> AUFGABENSTELLUNG
Setze bitte den Text über die Familie Ephrussi und die Netsuke nach seinem letzten Satz fort.

> SEITENTEXT
- - - -
Damit sind die beiden Protagonisten des Buches genannt: die Familie Ephrussi und die Netsuke. Die Familie Ephrussi stammt aus Odessa wurde innerhalb einer Generation zu einem der reichsten Getreidehändlerhäusern Europas und begann gezielt in den damals wichtigen Metropolen Bankhäuser zu gründen, die überhaus erfolgreich waren. Ende des 19. Jahrhunderts zählte sie zu den reichsten und einflussreichsten Bankierrsfamilien mit Stammsitzen in Paris, Wien und London.

Charles Ephrussi gehörte zum französischern Zweig der Familie. Da seine älteren Brüder die führenden Funktionen in der Bank bereits übernommen hatten, konnte er sich ganz seinem Interesse widmen – der Kunst. Aus dem anfänglichen Dilettanten wurde nach und nach ein erfahrener Sammler, einflussreicher Kunstkritiker und Gründer der seinerzeit einflussreichsten Kunstzeitschrift „Gazette des Beaux Arts“. Sein Interesse galt der damals modernen Malerei und er setzte sich stark für die jungen Maler des Impressionismus ein. Als der Japonismus kurzfristig die Kunstwelt erfasste, erwarb Charles Ephrussi nach und nach die 264 kleinen Figürchen.

Zur Hochzeit seines Cousins Viktor mit Emmy Schey von Koromla schickt Charles die Figurensammlung als Geschenk nach Wien. Dort bleibt sie, bis die Familie nach 1938 durch die „Arisierung“ der Nazis alles verliert. Als das gesamte Inventar aus dem Palais an der Ringstraße von den Nazis vereinnahmt wird, um es mit bürokratischer Akkuratesse dem „Reich“ einzuverleiben, schafft das Dienstmädchen Anna die Netsuke heimlich in ihrer Schürzentasche fort. Sie sind das einzige, was der Familie aus ihrem Besitz geblieben ist. Nach dem Krieg gibt sie sie der Familie zurück ,und so gelangen die Netsuke an Ignaz „Iggi“ Ephrussi, der sich in Japan niederlässt. Dieser vererbt sie dann seinem Neffen Edmund de Waal.
- - - -
(Auszüge aus einem Erkennungsdatensatz)

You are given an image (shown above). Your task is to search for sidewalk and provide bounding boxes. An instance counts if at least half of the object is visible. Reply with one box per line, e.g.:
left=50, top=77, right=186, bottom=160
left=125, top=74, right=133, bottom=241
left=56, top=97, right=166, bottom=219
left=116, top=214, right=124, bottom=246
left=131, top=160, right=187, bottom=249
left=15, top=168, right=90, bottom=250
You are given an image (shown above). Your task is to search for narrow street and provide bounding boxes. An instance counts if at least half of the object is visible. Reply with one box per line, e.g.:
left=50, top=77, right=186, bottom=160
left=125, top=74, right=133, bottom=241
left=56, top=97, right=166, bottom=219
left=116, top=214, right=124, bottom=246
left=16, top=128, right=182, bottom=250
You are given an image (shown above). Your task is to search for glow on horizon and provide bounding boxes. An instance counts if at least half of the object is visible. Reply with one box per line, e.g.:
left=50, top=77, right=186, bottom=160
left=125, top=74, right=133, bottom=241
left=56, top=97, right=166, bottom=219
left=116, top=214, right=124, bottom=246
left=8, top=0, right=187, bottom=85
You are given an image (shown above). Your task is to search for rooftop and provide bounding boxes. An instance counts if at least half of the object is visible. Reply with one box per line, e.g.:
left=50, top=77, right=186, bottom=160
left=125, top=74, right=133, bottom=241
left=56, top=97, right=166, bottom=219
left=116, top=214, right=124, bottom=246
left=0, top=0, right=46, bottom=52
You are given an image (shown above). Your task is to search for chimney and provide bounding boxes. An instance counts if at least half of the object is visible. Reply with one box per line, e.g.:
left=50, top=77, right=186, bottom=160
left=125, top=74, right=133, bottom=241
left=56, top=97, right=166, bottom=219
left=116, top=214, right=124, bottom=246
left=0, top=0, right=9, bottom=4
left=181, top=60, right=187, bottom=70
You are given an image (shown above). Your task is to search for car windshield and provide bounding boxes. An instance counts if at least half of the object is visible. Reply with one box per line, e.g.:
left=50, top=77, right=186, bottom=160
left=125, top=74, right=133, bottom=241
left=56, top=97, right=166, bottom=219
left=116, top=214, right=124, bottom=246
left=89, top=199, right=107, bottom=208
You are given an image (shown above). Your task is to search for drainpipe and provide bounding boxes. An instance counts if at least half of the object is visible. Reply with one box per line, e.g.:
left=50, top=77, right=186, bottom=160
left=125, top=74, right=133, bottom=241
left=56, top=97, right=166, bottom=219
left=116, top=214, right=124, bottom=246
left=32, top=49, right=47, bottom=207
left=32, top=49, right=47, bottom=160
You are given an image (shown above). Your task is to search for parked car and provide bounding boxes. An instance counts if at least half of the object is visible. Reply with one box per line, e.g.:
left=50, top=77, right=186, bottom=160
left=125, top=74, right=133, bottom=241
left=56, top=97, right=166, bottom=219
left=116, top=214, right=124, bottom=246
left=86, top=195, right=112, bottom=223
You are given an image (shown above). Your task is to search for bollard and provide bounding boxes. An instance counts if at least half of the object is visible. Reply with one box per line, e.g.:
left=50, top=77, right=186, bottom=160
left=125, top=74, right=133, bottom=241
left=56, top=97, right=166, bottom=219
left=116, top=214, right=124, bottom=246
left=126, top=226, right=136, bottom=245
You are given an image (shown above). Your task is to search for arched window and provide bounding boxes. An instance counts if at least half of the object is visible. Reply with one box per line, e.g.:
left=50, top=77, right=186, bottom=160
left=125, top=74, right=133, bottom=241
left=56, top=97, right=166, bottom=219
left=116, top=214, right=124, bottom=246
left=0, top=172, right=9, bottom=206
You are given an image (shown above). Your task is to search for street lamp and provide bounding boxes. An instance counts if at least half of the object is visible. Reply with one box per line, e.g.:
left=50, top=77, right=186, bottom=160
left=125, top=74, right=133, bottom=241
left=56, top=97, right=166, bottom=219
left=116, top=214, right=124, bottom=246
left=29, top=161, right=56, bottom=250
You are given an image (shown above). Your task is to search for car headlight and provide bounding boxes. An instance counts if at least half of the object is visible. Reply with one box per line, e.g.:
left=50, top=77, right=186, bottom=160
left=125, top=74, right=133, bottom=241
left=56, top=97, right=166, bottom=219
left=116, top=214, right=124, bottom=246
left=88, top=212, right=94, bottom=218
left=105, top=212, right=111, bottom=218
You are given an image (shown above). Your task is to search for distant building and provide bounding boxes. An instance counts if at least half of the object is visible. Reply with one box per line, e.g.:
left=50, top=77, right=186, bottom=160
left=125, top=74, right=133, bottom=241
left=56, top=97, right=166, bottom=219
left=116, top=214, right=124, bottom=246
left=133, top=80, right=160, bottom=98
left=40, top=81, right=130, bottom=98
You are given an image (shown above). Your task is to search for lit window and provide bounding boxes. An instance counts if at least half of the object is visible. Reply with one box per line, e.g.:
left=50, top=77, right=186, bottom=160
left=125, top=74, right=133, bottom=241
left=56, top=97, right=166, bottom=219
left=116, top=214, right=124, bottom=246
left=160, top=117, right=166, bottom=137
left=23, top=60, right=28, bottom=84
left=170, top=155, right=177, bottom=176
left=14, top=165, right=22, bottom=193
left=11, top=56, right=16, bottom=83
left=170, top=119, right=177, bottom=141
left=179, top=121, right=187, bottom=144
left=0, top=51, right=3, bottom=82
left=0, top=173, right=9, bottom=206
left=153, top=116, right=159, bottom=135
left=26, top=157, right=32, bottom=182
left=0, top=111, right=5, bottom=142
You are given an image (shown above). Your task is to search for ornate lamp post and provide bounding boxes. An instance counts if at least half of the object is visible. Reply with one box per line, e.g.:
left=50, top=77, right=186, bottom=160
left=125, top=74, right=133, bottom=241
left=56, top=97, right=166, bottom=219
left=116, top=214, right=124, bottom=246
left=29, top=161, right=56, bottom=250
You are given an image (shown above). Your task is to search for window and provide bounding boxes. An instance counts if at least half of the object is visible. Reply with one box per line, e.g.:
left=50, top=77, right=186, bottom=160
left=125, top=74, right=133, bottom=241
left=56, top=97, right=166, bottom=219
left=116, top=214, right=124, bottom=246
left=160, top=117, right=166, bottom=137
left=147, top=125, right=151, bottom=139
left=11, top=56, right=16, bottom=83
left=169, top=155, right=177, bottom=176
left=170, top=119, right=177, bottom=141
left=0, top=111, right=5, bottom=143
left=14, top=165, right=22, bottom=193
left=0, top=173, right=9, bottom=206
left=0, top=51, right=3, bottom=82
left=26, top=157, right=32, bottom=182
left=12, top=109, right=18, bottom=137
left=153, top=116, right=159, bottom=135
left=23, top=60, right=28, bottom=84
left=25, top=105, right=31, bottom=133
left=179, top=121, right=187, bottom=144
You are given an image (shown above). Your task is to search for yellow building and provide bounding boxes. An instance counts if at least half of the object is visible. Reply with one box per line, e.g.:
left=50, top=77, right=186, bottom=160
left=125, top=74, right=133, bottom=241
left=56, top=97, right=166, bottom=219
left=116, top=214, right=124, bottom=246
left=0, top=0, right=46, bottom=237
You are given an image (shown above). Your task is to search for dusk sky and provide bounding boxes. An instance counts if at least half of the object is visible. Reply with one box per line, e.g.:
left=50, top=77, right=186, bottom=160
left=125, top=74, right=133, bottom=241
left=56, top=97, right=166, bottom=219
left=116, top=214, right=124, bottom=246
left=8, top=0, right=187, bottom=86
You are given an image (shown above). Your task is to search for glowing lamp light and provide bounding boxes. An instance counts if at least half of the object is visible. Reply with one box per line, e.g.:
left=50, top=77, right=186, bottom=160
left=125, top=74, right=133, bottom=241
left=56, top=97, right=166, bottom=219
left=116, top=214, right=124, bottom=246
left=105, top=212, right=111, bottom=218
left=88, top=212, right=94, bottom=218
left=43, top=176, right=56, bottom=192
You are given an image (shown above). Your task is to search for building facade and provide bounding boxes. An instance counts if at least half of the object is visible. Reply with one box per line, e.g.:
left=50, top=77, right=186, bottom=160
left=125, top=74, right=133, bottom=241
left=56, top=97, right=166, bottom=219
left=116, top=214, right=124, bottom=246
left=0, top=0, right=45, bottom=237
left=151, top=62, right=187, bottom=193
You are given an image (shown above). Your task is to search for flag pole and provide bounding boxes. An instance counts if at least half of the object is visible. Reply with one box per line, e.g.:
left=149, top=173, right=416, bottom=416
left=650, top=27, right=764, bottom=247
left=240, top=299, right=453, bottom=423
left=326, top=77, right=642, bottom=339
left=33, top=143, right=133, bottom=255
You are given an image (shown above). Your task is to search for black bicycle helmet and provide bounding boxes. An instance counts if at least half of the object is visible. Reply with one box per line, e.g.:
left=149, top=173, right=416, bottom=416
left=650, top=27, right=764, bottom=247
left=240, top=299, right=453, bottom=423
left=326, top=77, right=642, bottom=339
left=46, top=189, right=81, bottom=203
- - - -
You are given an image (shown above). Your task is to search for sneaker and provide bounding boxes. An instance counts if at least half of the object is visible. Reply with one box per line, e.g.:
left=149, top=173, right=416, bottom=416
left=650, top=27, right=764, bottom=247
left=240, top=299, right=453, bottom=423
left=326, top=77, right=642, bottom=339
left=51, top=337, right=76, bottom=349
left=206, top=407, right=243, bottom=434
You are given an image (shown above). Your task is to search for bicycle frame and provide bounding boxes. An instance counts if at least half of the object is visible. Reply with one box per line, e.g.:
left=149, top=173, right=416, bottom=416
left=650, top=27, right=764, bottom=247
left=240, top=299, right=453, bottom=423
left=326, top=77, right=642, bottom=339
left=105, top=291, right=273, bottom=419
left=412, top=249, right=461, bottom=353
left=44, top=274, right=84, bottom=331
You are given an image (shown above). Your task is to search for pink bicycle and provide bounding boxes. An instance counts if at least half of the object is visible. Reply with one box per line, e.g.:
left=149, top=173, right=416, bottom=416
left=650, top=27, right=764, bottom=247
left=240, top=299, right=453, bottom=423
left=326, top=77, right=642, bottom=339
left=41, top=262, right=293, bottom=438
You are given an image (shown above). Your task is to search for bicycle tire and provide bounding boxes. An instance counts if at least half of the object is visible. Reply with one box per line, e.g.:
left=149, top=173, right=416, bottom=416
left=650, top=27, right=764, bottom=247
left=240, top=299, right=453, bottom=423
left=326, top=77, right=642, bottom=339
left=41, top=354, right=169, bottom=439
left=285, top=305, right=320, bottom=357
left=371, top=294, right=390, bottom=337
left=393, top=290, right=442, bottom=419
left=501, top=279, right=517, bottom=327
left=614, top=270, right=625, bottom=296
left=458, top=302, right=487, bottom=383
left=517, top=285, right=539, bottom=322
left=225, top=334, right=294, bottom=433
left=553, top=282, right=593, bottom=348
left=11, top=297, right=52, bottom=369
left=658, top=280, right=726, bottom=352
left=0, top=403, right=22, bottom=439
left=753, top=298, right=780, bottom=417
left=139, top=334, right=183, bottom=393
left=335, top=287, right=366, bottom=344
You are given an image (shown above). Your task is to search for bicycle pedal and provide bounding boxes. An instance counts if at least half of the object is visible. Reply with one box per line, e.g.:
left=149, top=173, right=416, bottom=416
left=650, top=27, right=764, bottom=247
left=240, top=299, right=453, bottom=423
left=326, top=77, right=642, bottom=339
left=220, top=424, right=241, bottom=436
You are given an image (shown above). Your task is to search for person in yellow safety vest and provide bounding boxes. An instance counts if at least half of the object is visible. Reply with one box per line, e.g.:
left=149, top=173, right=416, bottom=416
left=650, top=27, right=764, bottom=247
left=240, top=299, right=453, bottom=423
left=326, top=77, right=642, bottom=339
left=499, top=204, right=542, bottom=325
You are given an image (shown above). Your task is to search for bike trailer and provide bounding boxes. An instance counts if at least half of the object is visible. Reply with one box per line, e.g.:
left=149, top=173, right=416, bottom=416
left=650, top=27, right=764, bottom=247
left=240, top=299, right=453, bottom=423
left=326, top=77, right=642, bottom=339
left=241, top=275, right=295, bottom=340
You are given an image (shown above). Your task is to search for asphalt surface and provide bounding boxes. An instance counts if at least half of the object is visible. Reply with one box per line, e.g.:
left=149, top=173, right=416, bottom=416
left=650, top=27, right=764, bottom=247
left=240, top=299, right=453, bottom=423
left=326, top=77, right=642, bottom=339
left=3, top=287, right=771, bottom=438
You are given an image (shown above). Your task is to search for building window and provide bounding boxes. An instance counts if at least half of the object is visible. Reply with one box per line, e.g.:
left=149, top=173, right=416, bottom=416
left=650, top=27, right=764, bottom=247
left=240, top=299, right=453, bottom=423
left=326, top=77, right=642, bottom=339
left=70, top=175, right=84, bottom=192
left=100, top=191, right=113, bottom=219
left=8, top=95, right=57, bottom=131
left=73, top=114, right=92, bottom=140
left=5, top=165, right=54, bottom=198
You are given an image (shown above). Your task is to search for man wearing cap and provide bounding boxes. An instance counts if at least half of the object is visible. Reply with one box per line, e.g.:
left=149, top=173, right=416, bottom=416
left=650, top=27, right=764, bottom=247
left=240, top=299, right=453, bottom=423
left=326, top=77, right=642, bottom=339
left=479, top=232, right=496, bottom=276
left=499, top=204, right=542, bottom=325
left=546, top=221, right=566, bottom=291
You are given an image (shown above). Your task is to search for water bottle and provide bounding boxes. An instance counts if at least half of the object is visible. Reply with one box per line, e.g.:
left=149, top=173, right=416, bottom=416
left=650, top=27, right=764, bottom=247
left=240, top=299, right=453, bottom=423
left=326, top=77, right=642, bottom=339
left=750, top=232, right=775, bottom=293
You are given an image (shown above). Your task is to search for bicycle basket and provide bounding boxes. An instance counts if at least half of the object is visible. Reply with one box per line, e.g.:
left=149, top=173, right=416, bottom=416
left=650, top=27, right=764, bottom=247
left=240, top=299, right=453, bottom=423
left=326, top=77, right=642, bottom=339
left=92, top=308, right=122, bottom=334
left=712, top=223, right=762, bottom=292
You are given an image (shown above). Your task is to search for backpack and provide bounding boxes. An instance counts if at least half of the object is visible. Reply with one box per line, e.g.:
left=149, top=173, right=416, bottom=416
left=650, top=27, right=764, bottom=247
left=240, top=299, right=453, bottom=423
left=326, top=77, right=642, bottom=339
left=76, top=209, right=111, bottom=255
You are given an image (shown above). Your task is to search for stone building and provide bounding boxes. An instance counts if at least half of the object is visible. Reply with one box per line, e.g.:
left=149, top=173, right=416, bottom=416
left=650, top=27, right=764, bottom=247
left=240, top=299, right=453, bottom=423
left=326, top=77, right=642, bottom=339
- - - -
> ERWARTETE AUSGABE
Indem er dem Weg dieser kleinen Sammlung exotischer Kunstgegenstände nachgeht, zeichnet de Waal das Panorama einer untergegangenen Welt. Für ihn sind die Schnitzereien Objekte, die Erinnerungen gespeichert haben, die er in aufwändigen Recherchen nach und nach freilegt. Das führt über die mondäne Welt der Pariser Salons, der Künstler, Mäzene und Sammler ins Wien des Fin de Siecle, wo der geadelte Teil der Familie ein aufwändiges gesellschaftliches Leben führt, den vollständigen Zusammenbruch dieser Welt durch Antisemitismus, Krieg und Vernichtung ins zerstörte Wien, ins Nachkriegsjapan und schließlich nach England.

Der Autor schwelgt nicht in Nostalgie. Er ist ständig gegenwärtig, beschreibt seine Suche nach der verborgenen Familiengeschichte und reflektiert seine Rolle als Biograph. Familien-, Kultur- und Zeitgeschichte fließen ineinander. De Waal erzählt in einer klaren, stilsicheren Sprache von einer versunkenen Welt, in die man eintaucht, ohne in schwelgerischem Bombast zu ersticken. Ein wunderbares Buch ist das, wärmstens zu empfehlen!